------ PROVIDED TEXT

Mabbutt is best remembered for his 16-year spell at Tottenham Hotspur, where he played from 1982 until 1998, and was the club captain for 11 years from 1987 to 1998.

He became one of the best known defenders in English football in the 1980s, playing initially for Bristol Rovers before joining the first division club Tottenham Hotspur, where he became captain and won 16 caps for England, scoring against Yugoslavia in 1986.

He scored on his Tottenham debut in a 2–2 draw with Luton Town at White Hart Lane. With Spurs, he won the UEFA Cup in 1984, and captained them to victory in the 1991 FA Cup Final. In the 1987 FA Cup Final against Coventry City, Mabbutt had an eventful game where he scored Spurs' second goal to put them 2–1 up but, after Coventry had equalised to force extra time, he scored an own goal to give Coventry a 3–2 win. This incident led to him being held as something of a folk hero at Coventry City, with a fanzine being named Gary Mabbutt's Knee.

------------
------ EXCERPTED RECORDS

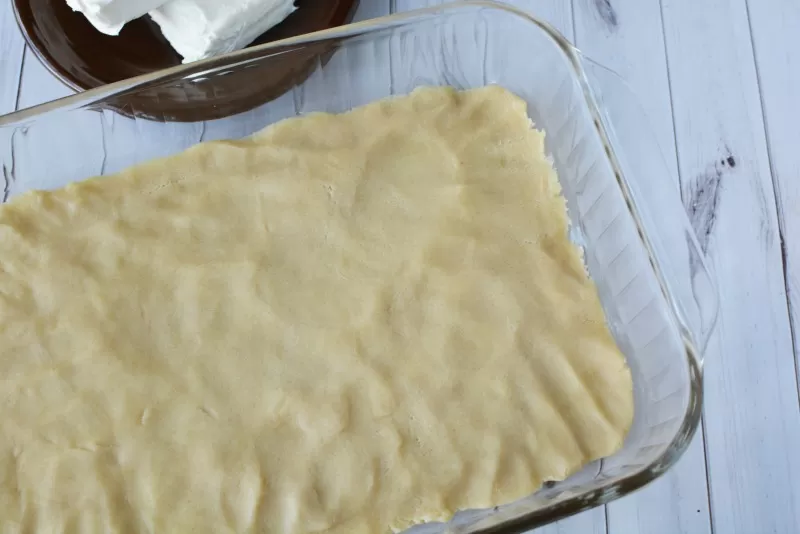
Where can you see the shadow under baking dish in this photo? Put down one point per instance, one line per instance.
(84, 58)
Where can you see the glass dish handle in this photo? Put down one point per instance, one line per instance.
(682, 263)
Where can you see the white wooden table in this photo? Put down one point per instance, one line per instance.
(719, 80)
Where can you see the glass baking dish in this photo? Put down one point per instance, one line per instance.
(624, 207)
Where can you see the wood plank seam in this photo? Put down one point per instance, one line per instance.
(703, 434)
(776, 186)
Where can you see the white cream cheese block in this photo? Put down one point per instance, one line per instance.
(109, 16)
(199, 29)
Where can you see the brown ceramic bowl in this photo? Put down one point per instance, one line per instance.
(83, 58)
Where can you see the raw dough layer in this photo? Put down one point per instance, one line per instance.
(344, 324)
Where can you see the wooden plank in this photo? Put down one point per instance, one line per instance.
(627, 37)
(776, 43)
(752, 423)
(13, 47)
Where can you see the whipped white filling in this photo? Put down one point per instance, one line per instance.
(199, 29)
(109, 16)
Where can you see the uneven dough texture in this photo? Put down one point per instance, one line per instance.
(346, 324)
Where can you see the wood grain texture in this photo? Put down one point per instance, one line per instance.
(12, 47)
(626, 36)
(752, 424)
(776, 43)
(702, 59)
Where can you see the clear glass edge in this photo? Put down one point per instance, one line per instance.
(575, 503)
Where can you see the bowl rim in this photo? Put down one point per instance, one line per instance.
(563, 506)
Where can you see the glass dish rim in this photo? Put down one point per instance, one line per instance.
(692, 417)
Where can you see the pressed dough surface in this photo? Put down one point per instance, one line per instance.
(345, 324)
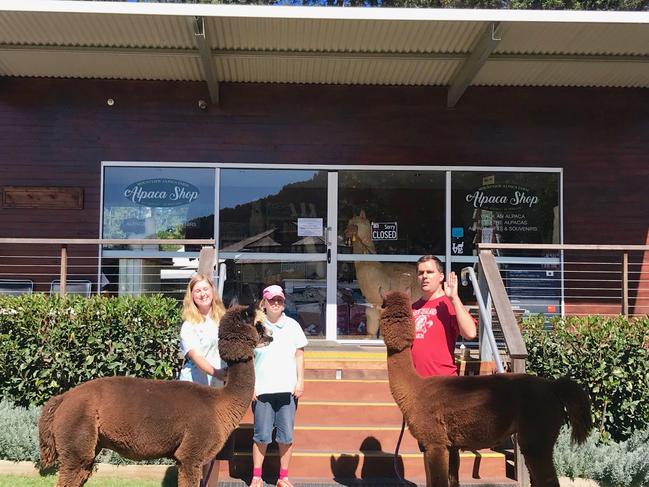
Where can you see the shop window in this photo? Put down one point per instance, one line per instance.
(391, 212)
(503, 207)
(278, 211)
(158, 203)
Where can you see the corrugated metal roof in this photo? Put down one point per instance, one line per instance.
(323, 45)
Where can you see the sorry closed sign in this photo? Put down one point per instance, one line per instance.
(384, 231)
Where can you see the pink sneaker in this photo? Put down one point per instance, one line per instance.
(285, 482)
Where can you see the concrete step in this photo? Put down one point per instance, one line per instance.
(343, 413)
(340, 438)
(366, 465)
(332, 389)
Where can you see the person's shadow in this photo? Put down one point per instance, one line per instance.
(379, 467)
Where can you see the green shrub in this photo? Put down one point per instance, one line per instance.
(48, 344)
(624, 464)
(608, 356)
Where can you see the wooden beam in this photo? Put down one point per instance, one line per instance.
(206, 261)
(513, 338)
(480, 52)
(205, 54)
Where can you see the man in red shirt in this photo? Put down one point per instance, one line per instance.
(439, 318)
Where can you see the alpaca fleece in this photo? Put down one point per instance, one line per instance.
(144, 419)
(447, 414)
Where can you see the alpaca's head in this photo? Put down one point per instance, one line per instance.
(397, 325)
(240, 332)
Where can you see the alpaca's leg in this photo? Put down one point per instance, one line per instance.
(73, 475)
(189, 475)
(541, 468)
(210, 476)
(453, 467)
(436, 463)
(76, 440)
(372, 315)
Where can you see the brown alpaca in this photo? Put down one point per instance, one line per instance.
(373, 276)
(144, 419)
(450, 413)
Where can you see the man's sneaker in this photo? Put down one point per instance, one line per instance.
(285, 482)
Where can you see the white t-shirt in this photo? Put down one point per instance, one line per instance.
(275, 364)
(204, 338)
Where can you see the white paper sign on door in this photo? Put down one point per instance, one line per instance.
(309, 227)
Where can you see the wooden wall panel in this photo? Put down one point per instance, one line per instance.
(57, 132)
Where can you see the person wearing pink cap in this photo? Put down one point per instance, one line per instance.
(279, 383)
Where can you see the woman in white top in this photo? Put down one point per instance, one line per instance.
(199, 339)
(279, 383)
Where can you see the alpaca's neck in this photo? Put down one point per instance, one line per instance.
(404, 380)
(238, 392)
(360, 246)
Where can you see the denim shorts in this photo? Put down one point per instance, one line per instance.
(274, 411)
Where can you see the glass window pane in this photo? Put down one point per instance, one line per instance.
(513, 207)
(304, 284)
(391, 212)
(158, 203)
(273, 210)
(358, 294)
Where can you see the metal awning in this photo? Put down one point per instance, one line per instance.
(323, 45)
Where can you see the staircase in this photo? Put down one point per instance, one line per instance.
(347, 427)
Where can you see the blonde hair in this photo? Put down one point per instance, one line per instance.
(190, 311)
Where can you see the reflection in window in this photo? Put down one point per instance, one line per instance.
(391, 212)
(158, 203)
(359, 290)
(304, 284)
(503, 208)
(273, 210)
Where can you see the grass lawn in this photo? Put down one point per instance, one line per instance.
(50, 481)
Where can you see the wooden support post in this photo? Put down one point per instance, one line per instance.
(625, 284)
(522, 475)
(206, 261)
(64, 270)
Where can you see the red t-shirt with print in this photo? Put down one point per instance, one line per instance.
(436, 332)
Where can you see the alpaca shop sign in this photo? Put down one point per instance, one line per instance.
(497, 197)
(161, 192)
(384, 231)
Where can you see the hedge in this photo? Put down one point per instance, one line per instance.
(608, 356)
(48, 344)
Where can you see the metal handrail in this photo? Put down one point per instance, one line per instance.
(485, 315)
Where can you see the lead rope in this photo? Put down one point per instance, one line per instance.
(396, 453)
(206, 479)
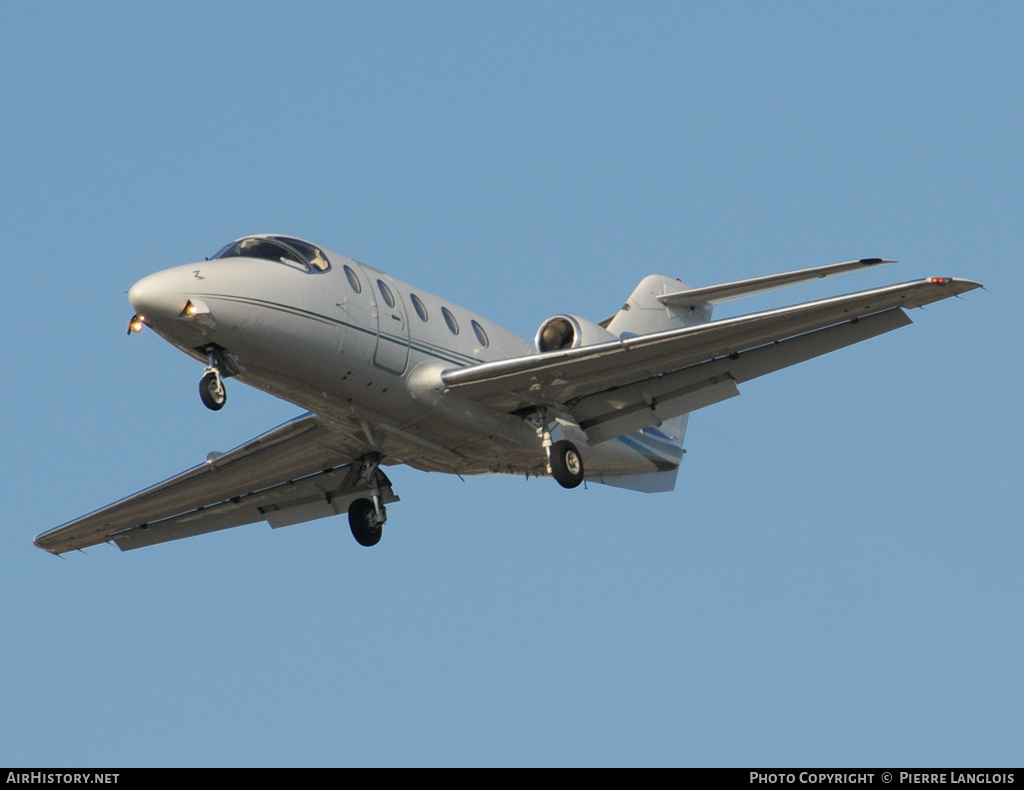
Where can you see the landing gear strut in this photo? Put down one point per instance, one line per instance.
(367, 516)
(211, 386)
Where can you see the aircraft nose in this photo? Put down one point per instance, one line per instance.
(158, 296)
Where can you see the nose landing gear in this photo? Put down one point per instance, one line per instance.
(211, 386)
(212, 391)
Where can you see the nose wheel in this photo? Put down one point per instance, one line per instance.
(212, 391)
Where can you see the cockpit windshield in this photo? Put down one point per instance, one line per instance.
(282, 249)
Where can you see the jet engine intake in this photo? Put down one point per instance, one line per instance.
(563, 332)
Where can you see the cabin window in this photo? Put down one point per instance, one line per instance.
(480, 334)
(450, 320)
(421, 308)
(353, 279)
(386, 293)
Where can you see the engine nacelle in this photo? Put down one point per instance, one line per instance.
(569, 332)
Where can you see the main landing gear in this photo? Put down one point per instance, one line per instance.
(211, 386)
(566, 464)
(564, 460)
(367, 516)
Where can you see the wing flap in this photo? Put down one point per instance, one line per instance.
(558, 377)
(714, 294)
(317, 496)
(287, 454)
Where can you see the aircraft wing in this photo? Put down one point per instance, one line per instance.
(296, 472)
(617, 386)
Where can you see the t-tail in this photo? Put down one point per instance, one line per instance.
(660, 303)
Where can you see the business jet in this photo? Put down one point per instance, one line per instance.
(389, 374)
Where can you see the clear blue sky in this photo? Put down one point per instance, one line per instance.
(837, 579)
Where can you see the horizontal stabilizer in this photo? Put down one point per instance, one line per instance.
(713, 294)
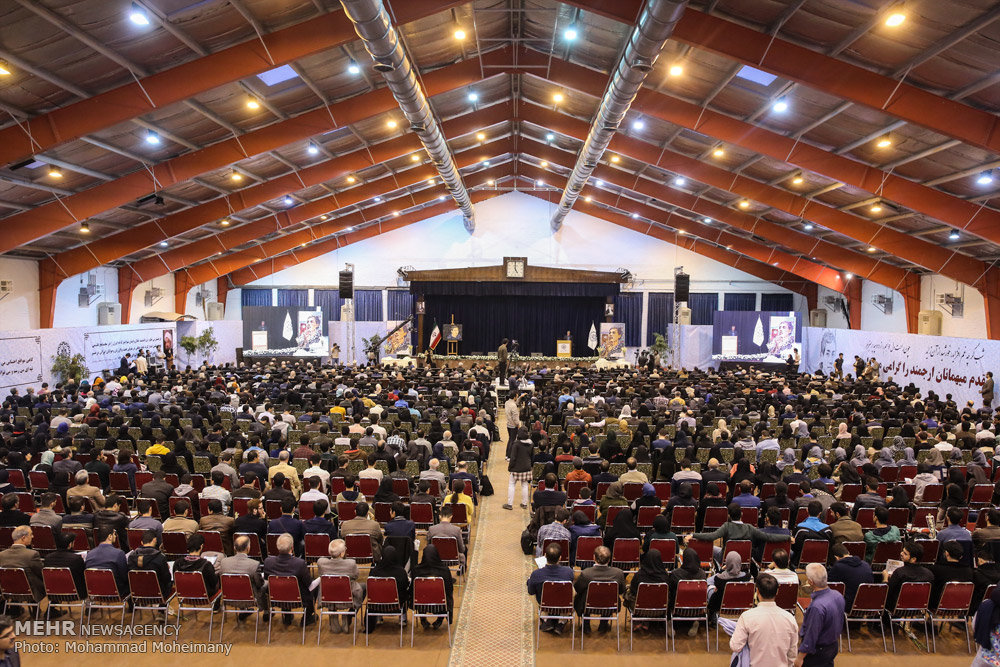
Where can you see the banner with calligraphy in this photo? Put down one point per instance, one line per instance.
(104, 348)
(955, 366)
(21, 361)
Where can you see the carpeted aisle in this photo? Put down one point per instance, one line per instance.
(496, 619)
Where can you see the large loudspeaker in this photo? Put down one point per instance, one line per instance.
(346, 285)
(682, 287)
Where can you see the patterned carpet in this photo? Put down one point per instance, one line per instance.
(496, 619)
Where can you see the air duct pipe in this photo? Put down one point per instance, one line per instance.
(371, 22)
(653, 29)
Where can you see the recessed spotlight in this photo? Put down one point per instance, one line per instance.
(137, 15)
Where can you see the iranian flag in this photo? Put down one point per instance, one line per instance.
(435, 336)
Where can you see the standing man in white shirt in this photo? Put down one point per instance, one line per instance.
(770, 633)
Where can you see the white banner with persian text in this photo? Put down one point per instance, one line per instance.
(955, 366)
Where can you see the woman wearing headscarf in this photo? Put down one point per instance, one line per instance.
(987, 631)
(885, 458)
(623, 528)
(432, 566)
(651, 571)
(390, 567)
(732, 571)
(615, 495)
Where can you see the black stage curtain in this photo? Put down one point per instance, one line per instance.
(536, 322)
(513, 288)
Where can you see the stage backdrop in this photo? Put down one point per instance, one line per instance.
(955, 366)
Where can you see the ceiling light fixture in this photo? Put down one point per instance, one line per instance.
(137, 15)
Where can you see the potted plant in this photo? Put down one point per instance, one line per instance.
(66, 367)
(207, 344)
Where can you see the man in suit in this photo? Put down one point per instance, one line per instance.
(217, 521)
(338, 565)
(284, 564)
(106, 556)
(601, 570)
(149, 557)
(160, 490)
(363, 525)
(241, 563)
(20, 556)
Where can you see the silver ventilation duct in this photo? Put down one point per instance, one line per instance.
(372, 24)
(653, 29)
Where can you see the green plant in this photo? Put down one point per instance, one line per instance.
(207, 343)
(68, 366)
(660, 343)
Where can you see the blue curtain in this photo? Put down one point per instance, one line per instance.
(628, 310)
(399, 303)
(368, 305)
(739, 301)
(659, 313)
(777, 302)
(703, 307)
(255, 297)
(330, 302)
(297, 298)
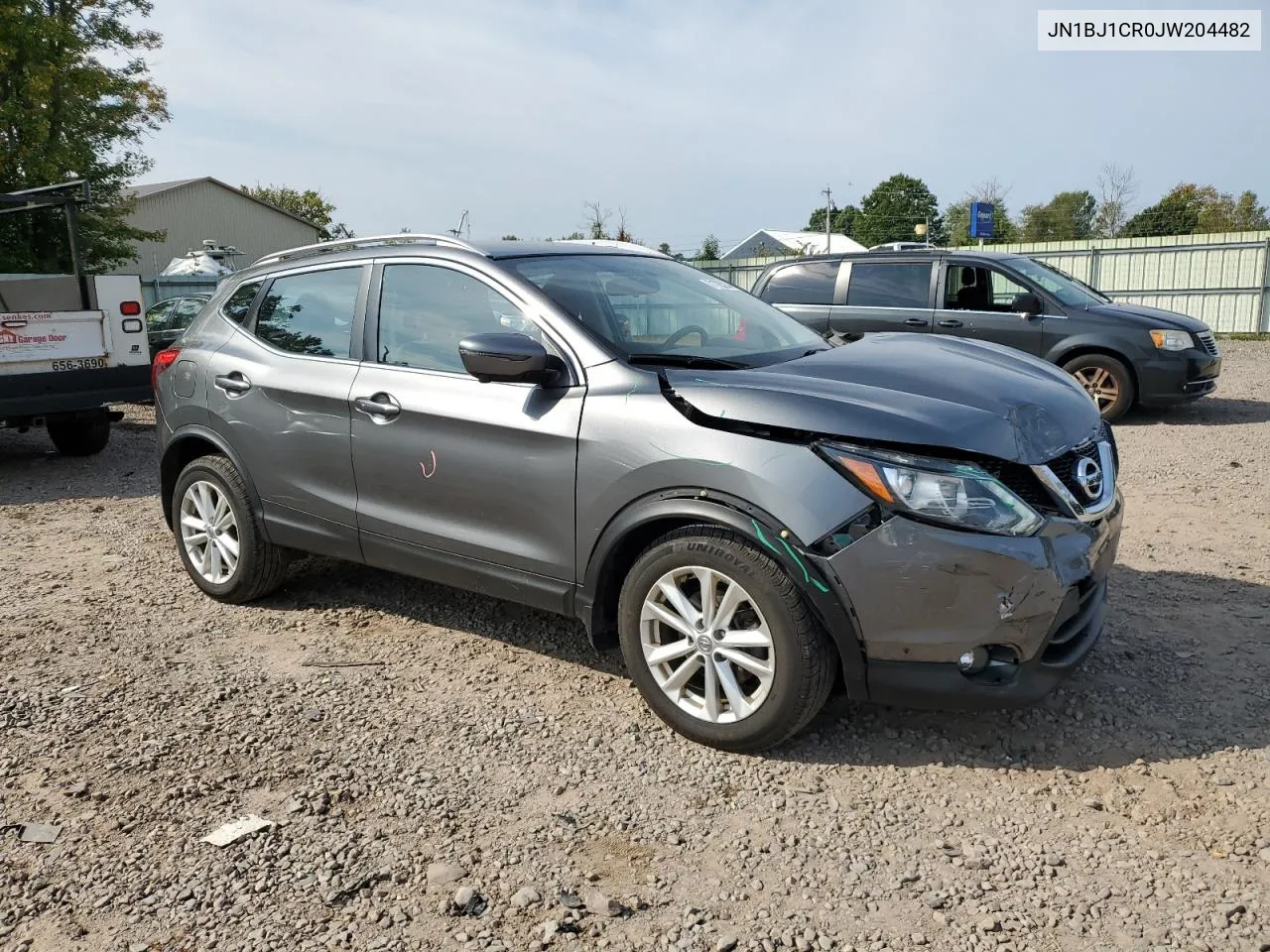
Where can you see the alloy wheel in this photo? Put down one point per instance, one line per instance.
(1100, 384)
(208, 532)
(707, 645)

------------

EXERCISE DESCRIPTION :: Quote the passage about Mabbutt, starting at the words "Mabbutt is best" and ending after "1987 to 1998.".

TASK OUTPUT ::
Mabbutt is best remembered for his 16-year spell at Tottenham Hotspur, where he played from 1982 until 1998, and was the club captain for 11 years from 1987 to 1998.